TASK OBJECTIVE: Filter the listing below and copy out each line that contains the string "ridge".

RECORDS PROVIDED:
::::

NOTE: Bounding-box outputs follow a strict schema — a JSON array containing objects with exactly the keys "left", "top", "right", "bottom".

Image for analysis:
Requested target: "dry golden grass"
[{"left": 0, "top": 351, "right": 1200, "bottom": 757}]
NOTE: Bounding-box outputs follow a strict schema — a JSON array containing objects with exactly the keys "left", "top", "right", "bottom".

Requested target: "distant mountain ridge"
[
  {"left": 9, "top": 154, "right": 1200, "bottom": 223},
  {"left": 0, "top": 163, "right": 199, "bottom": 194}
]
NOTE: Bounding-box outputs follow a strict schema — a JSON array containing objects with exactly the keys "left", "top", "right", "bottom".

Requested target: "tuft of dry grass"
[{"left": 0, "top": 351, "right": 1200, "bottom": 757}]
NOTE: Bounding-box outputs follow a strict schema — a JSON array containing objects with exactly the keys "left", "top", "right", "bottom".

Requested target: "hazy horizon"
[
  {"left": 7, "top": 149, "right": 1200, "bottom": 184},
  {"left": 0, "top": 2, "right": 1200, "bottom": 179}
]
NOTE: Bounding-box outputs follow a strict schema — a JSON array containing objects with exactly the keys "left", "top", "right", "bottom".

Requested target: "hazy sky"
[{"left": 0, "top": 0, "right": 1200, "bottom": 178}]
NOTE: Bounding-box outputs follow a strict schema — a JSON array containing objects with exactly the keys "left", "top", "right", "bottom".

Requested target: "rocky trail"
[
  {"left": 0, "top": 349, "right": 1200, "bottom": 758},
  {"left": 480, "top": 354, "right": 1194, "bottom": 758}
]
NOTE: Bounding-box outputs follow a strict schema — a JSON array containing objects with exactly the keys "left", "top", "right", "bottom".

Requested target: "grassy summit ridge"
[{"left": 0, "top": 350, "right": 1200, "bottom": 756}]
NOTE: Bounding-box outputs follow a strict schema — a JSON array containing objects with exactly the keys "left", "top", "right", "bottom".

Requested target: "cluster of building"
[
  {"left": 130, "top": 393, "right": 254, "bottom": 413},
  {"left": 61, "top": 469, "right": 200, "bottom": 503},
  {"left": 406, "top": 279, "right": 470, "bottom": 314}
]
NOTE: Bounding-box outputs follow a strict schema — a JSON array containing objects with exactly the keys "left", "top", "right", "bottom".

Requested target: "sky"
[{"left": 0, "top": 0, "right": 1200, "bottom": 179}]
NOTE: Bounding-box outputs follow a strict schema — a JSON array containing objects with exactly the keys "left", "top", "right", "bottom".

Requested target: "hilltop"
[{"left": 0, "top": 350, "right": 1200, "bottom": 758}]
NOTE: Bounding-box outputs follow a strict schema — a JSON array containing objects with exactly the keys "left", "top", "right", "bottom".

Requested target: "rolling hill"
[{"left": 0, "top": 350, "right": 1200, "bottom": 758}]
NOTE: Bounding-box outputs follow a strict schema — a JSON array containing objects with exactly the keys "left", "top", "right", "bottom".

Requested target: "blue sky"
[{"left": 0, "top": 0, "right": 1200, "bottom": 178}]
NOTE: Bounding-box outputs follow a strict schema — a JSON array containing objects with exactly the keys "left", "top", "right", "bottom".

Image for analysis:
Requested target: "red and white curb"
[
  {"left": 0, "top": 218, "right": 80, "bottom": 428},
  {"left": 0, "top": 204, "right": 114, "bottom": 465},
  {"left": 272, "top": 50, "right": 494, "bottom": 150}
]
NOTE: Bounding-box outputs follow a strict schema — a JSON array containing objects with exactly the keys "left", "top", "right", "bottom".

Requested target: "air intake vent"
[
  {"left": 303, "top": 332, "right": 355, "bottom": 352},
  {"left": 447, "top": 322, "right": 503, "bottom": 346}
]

::::

FULL ANSWER:
Requested target: "distant mountain ridge"
Requested target: "grassy summit ridge"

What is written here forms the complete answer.